Report how many lines of the material below contain the string "after", treating uppercase and lowercase as different. Give only the number.

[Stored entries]
##############################

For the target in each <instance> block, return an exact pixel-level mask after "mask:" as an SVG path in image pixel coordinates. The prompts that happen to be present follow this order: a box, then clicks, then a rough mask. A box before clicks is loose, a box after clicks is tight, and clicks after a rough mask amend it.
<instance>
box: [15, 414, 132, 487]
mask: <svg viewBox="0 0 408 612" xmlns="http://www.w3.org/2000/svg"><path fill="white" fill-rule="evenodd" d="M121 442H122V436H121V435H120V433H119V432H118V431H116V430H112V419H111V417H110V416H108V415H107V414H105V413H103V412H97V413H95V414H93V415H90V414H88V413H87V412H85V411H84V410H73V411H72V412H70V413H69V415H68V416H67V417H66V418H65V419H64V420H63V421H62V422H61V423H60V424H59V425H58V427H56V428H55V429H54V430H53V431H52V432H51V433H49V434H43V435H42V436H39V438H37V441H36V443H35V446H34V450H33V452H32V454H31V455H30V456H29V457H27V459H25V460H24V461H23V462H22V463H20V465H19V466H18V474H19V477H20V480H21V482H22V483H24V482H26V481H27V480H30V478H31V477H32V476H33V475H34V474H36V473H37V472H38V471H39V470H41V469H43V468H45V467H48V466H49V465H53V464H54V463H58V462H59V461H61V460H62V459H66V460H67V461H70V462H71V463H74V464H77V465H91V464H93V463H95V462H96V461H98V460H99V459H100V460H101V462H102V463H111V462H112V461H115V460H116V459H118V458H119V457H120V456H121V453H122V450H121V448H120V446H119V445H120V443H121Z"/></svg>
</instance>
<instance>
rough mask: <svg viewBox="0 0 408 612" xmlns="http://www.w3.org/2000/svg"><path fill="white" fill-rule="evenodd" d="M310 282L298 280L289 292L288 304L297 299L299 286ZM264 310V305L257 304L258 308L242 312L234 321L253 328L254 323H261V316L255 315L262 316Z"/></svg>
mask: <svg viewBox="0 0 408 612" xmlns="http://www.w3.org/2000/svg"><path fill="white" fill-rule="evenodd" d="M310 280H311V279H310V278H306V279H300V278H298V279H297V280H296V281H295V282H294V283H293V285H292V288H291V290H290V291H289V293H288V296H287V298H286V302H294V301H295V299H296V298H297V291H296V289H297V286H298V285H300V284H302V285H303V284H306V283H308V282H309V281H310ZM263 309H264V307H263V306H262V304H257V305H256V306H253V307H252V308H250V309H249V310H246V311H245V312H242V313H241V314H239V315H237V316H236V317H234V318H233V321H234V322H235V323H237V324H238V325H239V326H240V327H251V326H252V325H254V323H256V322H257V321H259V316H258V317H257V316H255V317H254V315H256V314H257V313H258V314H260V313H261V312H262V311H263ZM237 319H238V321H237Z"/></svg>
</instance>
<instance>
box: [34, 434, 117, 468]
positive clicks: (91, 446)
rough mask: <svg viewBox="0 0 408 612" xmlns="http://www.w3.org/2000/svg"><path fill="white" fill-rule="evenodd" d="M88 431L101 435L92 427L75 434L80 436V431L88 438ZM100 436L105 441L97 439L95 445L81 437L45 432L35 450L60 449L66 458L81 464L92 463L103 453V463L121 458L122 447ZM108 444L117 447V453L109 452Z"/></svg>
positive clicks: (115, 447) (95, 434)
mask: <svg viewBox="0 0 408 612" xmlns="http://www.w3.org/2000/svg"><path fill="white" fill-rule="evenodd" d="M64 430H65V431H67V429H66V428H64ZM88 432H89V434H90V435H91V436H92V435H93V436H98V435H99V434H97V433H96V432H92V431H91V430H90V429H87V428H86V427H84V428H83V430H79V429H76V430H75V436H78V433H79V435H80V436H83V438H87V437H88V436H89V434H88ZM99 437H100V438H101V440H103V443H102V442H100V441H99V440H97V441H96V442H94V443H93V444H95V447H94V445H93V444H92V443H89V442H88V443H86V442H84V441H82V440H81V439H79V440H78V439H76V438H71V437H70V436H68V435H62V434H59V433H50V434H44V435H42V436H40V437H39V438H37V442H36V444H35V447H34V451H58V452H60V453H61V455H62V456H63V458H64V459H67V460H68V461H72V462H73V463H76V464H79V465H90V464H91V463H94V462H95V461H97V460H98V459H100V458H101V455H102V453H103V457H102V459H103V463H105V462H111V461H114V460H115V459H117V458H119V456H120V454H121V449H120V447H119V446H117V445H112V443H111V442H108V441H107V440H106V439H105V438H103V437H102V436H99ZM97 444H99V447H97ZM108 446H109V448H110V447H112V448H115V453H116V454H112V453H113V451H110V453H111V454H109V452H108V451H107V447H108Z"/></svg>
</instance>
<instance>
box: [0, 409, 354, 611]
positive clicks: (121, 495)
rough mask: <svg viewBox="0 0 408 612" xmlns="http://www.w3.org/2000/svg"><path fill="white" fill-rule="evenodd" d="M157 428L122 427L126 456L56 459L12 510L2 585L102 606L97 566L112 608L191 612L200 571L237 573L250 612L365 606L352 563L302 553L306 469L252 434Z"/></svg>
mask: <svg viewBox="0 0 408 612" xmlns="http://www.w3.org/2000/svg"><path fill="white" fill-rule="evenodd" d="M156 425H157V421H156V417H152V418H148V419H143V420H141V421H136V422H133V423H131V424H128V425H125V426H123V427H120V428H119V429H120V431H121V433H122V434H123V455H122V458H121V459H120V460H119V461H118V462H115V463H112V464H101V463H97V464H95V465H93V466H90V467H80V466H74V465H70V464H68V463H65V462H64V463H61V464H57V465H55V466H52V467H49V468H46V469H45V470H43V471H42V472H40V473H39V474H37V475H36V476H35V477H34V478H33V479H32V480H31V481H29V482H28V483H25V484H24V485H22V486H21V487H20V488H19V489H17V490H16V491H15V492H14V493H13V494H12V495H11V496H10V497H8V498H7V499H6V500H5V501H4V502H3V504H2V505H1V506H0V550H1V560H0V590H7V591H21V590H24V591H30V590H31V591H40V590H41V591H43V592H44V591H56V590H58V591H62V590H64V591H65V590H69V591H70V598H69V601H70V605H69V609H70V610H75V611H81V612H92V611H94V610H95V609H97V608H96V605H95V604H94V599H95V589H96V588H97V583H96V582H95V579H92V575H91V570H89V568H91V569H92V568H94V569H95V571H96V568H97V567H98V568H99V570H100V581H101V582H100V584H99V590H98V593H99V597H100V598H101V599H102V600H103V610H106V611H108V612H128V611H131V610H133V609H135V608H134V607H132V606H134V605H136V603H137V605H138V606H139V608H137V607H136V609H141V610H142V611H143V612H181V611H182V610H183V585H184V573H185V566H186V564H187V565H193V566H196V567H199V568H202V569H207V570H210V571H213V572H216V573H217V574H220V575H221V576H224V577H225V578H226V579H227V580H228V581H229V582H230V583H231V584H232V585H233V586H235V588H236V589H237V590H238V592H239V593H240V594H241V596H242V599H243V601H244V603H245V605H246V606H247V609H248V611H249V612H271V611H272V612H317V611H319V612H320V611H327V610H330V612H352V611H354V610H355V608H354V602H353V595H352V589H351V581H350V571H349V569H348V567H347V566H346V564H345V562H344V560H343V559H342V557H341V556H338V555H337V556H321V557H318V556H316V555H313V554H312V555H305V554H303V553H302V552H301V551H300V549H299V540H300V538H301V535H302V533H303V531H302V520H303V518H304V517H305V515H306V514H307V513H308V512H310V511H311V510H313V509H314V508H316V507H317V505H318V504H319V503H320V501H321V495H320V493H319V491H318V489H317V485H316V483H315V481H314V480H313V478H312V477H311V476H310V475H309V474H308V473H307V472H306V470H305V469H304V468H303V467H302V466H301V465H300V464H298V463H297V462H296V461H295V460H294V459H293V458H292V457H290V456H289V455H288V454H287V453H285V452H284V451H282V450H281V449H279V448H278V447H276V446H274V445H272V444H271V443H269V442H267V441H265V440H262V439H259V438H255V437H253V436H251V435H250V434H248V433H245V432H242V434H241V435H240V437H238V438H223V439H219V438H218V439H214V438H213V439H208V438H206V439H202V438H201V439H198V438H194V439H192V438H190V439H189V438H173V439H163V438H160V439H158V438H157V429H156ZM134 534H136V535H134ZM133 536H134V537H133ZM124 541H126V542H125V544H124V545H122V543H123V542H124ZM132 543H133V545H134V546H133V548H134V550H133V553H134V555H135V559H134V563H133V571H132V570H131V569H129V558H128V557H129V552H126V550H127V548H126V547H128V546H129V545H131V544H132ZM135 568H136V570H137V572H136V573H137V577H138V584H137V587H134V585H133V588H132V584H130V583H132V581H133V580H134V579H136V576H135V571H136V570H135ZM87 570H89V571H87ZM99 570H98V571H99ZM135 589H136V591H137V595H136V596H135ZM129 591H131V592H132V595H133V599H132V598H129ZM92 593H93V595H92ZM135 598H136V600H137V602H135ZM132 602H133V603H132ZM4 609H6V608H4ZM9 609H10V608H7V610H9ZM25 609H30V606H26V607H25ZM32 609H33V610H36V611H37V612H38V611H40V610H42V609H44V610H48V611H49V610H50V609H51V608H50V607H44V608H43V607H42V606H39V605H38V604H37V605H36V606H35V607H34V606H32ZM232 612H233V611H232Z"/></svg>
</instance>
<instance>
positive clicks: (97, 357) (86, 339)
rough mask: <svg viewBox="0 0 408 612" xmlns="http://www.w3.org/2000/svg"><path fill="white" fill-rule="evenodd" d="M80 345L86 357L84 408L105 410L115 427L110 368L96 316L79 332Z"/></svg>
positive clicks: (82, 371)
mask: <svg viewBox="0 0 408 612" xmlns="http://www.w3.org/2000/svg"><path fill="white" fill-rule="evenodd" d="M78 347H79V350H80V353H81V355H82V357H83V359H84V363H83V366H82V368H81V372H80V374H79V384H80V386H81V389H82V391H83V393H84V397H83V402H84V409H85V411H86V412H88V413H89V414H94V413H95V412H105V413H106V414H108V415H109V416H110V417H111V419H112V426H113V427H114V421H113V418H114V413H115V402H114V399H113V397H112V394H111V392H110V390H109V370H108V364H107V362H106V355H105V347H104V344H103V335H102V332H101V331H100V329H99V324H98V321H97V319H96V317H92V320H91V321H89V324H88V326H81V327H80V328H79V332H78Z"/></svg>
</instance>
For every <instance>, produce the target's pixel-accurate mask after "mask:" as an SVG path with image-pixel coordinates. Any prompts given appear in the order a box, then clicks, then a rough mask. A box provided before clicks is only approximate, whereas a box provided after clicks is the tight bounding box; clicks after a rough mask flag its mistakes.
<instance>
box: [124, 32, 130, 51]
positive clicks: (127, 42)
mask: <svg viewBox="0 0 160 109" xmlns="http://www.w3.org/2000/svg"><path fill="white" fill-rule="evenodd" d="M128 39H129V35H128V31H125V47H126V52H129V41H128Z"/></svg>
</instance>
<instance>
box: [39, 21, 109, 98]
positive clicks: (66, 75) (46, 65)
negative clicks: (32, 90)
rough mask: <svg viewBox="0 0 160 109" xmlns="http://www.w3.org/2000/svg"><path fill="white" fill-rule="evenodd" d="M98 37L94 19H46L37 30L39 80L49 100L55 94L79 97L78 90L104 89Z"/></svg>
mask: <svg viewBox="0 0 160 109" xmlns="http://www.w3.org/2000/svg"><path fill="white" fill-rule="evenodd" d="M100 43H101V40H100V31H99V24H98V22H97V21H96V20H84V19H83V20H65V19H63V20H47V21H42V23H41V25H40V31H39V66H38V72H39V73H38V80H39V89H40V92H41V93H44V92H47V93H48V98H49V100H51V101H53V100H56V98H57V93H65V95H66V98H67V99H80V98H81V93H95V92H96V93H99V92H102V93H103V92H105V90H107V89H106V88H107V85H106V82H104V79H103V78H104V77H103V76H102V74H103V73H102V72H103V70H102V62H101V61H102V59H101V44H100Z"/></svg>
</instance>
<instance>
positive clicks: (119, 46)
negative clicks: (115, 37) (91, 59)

##############################

SOLUTION TO THE EXERCISE: 2